[[ RECORDS SUPPLIED open ]]

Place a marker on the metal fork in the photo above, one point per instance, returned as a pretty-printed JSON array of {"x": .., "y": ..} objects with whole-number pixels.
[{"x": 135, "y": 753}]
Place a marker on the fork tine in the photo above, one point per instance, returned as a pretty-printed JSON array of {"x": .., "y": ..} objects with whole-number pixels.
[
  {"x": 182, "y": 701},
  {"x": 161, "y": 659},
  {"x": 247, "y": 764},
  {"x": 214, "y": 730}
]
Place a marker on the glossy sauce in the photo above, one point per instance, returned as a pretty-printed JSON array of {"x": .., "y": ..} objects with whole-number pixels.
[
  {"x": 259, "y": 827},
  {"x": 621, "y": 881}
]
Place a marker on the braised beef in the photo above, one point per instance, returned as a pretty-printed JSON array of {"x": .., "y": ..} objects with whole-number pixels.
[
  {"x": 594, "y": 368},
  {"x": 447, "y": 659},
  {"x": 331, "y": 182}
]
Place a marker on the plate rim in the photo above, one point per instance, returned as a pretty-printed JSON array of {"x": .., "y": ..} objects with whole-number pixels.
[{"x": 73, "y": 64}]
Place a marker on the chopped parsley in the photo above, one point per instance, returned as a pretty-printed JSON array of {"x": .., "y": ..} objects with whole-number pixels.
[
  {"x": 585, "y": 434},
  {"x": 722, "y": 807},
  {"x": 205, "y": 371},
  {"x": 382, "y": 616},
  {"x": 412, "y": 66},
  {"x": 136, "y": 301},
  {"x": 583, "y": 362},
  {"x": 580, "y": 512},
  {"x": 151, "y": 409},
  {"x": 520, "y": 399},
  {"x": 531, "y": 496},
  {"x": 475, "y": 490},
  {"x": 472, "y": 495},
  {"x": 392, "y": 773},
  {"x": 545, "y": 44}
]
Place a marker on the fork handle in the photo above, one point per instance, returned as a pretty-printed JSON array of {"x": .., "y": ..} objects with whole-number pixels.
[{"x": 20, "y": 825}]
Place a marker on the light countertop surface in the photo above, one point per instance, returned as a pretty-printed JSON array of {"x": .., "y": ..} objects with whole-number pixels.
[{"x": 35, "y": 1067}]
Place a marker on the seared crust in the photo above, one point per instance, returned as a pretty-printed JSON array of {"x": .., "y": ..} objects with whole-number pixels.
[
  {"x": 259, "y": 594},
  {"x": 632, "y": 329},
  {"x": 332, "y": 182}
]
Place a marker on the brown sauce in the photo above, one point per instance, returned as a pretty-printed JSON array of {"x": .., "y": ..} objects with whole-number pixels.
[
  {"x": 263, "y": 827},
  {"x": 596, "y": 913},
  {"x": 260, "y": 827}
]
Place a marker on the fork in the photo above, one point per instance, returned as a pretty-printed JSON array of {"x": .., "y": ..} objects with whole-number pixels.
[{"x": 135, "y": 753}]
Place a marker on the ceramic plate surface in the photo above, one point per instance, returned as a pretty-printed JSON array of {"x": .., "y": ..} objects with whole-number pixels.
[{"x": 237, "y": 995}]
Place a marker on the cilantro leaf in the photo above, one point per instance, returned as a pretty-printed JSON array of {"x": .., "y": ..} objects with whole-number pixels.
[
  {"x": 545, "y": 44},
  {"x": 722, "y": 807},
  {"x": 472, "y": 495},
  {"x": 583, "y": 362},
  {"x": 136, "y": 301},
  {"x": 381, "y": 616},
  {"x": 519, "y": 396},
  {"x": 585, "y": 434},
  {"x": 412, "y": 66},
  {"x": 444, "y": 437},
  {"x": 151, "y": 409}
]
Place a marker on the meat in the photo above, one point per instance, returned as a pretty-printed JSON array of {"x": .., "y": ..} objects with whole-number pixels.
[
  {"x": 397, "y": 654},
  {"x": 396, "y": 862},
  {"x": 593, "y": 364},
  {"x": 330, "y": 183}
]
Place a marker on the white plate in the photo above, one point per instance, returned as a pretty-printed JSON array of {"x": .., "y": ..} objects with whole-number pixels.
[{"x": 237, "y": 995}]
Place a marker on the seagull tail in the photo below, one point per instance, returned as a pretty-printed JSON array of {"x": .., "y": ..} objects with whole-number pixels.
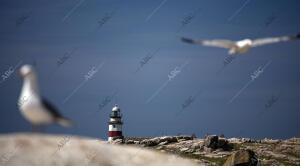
[{"x": 64, "y": 122}]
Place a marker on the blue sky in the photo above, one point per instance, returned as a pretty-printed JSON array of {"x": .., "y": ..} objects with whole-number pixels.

[[ RECORDS SUPPLIED closed ]]

● **EXERCISE GOAL**
Give back the records word for word, without their pictures.

● **EXERCISE RESPONSE**
Place a marker on the metal fork in the photo above, one point per instance, returned as a pretty-printed JSON array of {"x": .., "y": ..} objects with whole-number pixels.
[{"x": 135, "y": 753}]
Place a marker on the fork tine in the photo above, one point per instance, returned as a pretty-printed JSON array of {"x": .., "y": ..} objects with whole-number pixels.
[
  {"x": 182, "y": 701},
  {"x": 161, "y": 659},
  {"x": 247, "y": 764},
  {"x": 214, "y": 730}
]
Place a marker on the glossy sauce in the photo above, one point per instance, returned as a pretty-printed JSON array of {"x": .., "y": ..} objects with whole-number pixels.
[
  {"x": 259, "y": 827},
  {"x": 621, "y": 881}
]
Place a marker on the braised beef in the photo above, one point per instance, returned as a pretty-printed JSON array of {"x": .., "y": ..} objects with whole-number pixels.
[
  {"x": 594, "y": 368},
  {"x": 447, "y": 659},
  {"x": 331, "y": 182}
]
Place a marker on the plate rim in the photo above, one point per instance, returned as a pretty-printed JSON array of {"x": .., "y": ..} objects with whole-number pixels.
[{"x": 73, "y": 64}]
Place a marker on the chopped parsley in the photo above, one point per instance, returned as a pretty-printed JSON array of {"x": .., "y": ..} objects with whole-number pixels.
[
  {"x": 585, "y": 434},
  {"x": 722, "y": 807},
  {"x": 205, "y": 371},
  {"x": 382, "y": 616},
  {"x": 412, "y": 66},
  {"x": 136, "y": 301},
  {"x": 583, "y": 362},
  {"x": 580, "y": 512},
  {"x": 151, "y": 409},
  {"x": 520, "y": 399},
  {"x": 531, "y": 496},
  {"x": 475, "y": 490},
  {"x": 472, "y": 495},
  {"x": 392, "y": 773},
  {"x": 545, "y": 44}
]
Place a marker on the fork handle in the photo above, one point per instance, returned as a pretty-printed JSON array of {"x": .., "y": ..} objects with whole-number pixels.
[{"x": 20, "y": 825}]
Place a marker on the light countertop surface in the photo above, one point per instance, returned as a pretty-printed JSON array of {"x": .., "y": ..} objects with whole-number pixels.
[{"x": 35, "y": 1067}]
Place a marker on the seared crust in the photo above, one point per instance, returned as a pretty-printed JSON array of {"x": .., "y": ..} objects with whole-number pixels.
[
  {"x": 259, "y": 594},
  {"x": 632, "y": 329},
  {"x": 332, "y": 182}
]
Place a marker on the brown sauce in the photo above, one point per instance, returned as a pretty-printed JSON array of {"x": .., "y": ..} objects with whole-number pixels.
[
  {"x": 263, "y": 827},
  {"x": 596, "y": 913},
  {"x": 260, "y": 827}
]
Place a marker on the fork in the photo above, one point per instance, returned as a pretty-printed JSON array of {"x": .., "y": ..} objects with whole-number pixels.
[{"x": 135, "y": 753}]
Place a marker on the ceramic plate surface in the photo above, one point per instance, returned as a pretty-printed JSON array of {"x": .., "y": ..} objects with whole-number pixels.
[{"x": 237, "y": 995}]
Place a marker on the cilantro leaf in the photo above, one point per instance, returned as a pretty-printed JSON array of {"x": .., "y": ..} objects with whole-number pixels.
[
  {"x": 545, "y": 44},
  {"x": 722, "y": 807},
  {"x": 472, "y": 495},
  {"x": 583, "y": 362},
  {"x": 136, "y": 301},
  {"x": 381, "y": 616},
  {"x": 519, "y": 396},
  {"x": 585, "y": 434},
  {"x": 412, "y": 66},
  {"x": 444, "y": 437},
  {"x": 151, "y": 409}
]
Place a marker on the meat in the photo above, one point per instance, returned as a pretty-printed JSON array of {"x": .., "y": ..} objects with whole-number pixels.
[
  {"x": 397, "y": 654},
  {"x": 396, "y": 862},
  {"x": 593, "y": 364},
  {"x": 330, "y": 183}
]
Place a marker on the white plate in the photo above, one point per instance, returned as a pretty-printed JSON array of {"x": .., "y": ..} objects with whole-number pixels.
[{"x": 237, "y": 995}]
Place a marker on the seagull tail in the photo below, one point per instance, returned as a pretty-printed JSON array of {"x": .., "y": ..} objects with whole-number pixels.
[{"x": 64, "y": 122}]
Place a marker on the blue sky in the photo above, one point per instance, returned as a pretty-printed JSON array of {"x": .., "y": ..} objects with whole-number pixels.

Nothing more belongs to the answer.